> [Data supplied]:
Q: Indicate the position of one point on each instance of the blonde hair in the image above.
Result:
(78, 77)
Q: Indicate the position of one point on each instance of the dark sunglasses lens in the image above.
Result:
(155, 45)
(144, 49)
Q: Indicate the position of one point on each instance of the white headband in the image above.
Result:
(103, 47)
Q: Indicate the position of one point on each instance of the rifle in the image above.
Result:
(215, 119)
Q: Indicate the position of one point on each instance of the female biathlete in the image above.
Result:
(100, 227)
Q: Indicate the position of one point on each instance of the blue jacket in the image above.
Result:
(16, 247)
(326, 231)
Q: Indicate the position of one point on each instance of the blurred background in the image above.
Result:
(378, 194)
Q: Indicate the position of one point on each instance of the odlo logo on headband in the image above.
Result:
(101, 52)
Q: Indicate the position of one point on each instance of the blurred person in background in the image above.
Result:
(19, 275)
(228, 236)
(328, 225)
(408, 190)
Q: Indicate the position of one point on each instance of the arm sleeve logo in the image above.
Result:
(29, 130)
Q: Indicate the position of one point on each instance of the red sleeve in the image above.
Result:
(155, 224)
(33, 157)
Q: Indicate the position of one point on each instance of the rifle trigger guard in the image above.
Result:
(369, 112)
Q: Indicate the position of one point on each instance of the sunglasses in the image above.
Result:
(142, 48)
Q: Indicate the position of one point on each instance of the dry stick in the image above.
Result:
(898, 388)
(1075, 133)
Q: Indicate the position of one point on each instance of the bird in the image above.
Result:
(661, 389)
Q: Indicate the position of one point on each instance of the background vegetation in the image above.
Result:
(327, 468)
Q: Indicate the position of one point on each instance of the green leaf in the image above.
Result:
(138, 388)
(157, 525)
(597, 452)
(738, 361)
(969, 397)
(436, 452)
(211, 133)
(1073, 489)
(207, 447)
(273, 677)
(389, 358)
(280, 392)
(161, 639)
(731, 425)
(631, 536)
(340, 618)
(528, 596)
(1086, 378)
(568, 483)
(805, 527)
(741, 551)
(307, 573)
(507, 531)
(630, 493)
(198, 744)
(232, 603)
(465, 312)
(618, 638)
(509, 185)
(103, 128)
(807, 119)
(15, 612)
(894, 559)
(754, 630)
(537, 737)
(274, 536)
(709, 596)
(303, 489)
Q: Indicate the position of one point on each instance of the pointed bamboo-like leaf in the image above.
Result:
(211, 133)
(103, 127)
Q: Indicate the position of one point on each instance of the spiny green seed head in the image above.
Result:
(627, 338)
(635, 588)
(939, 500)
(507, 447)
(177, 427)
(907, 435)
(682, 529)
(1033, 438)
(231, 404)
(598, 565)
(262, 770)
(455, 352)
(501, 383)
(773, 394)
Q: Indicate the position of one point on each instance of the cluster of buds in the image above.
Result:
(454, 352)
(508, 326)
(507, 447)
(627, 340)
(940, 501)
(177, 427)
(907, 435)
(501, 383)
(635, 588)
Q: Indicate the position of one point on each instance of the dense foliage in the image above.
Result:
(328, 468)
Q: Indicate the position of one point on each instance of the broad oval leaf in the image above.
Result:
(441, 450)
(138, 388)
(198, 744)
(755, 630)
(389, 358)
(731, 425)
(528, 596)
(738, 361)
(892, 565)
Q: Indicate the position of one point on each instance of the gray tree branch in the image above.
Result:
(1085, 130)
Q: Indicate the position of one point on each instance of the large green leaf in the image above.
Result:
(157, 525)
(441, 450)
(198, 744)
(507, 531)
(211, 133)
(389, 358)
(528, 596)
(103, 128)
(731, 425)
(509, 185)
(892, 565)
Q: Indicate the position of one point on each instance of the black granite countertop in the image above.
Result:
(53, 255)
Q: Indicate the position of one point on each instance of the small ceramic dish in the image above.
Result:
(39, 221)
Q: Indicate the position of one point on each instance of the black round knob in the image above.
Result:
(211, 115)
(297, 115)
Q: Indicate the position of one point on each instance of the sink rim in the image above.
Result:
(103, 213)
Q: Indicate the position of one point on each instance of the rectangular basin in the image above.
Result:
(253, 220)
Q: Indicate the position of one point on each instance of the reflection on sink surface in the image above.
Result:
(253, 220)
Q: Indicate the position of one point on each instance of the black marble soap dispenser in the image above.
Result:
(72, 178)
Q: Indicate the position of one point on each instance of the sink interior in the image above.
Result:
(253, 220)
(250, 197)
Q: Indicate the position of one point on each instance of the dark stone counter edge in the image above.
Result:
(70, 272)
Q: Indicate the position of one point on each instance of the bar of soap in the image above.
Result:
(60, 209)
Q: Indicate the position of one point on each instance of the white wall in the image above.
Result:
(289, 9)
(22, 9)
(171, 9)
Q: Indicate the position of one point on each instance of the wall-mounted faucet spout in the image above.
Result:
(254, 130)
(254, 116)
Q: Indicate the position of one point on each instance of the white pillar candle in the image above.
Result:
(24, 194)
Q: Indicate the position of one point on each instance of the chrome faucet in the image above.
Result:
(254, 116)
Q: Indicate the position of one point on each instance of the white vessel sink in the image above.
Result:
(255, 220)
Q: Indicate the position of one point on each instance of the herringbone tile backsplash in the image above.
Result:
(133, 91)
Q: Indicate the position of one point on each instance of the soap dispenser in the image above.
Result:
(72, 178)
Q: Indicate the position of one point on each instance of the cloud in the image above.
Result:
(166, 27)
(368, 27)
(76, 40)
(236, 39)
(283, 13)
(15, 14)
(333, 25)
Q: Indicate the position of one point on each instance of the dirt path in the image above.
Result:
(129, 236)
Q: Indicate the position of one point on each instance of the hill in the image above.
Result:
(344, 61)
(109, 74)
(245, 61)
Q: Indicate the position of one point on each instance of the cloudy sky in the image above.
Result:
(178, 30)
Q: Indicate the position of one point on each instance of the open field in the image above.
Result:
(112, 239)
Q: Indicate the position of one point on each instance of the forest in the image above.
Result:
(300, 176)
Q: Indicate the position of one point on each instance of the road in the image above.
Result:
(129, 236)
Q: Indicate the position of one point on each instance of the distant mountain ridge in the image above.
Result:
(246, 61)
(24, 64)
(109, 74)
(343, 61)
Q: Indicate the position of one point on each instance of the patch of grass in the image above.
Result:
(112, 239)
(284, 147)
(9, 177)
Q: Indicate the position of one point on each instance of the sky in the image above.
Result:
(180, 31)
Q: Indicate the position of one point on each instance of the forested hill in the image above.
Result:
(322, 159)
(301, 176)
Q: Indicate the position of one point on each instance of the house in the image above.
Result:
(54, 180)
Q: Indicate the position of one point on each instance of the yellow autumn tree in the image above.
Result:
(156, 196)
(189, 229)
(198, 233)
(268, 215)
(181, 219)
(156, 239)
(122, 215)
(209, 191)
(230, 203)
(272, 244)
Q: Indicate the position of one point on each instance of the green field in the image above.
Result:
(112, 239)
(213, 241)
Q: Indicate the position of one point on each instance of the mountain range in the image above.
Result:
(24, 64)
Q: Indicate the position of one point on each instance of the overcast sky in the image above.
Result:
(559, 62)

> [What you will do]:
For this exercise, gather every line of the data that contains the word "mountain".

> [Written answer]:
Q: Indicate the position of one point on each instance of the distant mountain ridge in the image above.
Q: Indicate the position of one point on each instance of the mountain range in the image above.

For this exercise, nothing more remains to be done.